» Do this
Rewrite every line of the records below as a Markdown table with the columns Row and Line, numbering each line in Row and leaving out blank lines.

-- START OF Dataset excerpts --

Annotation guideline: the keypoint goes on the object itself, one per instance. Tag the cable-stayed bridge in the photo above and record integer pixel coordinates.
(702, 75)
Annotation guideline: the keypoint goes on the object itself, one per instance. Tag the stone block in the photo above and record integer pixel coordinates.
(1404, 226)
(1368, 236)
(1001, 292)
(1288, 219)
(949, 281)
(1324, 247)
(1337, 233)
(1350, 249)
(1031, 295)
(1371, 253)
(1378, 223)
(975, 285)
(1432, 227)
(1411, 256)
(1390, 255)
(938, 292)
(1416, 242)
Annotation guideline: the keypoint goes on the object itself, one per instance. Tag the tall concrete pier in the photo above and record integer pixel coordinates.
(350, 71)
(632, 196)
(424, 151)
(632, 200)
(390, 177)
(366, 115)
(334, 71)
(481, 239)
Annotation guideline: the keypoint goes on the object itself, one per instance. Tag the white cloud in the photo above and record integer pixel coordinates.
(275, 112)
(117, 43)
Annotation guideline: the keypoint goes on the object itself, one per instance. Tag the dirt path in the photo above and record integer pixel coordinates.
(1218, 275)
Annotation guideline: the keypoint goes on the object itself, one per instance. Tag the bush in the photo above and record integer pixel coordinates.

-- END OF Dataset excerpts --

» Task output
| Row | Line |
|---|---|
| 1 | Annotation guideline: the keypoint goes on the object itself, one per instance. Tag the cable-stayed bridge in the photo above and record integer pixel coordinates. |
| 2 | (702, 75) |
| 3 | Annotation guideline: the keypoint goes on the object itself, one per instance. Tag the stone block in the photo above and record integer pixel coordinates. |
| 4 | (1404, 226) |
| 5 | (1368, 236) |
| 6 | (1001, 292) |
| 7 | (1288, 219) |
| 8 | (949, 281) |
| 9 | (1324, 247) |
| 10 | (1337, 233) |
| 11 | (1350, 249) |
| 12 | (1031, 295) |
| 13 | (1371, 253) |
| 14 | (1378, 223) |
| 15 | (975, 285) |
| 16 | (1432, 227) |
| 17 | (1411, 256) |
| 18 | (1390, 255) |
| 19 | (938, 292) |
| 20 | (1416, 242) |
| 21 | Annotation guideline: the keypoint goes on the object itself, one per instance. Tag the tall concrete pier in the photo above and record integer pixel coordinates. |
| 22 | (350, 71) |
| 23 | (632, 196) |
| 24 | (424, 151) |
| 25 | (632, 200) |
| 26 | (390, 177) |
| 27 | (366, 115) |
| 28 | (334, 71) |
| 29 | (481, 239) |
| 30 | Annotation guideline: the keypoint goes on the object itself, one per instance. Tag the white cloud in the photo above and record integer pixel coordinates. |
| 31 | (275, 112) |
| 32 | (117, 43) |
| 33 | Annotation guideline: the keypoint goes on the object itself, one per instance. Tag the dirt path in the photo above and record integer pixel coordinates. |
| 34 | (1218, 275) |
| 35 | Annotation guideline: the keypoint goes on the object itself, one per instance. Tag the bush in the photo above and record integer pixel coordinates. |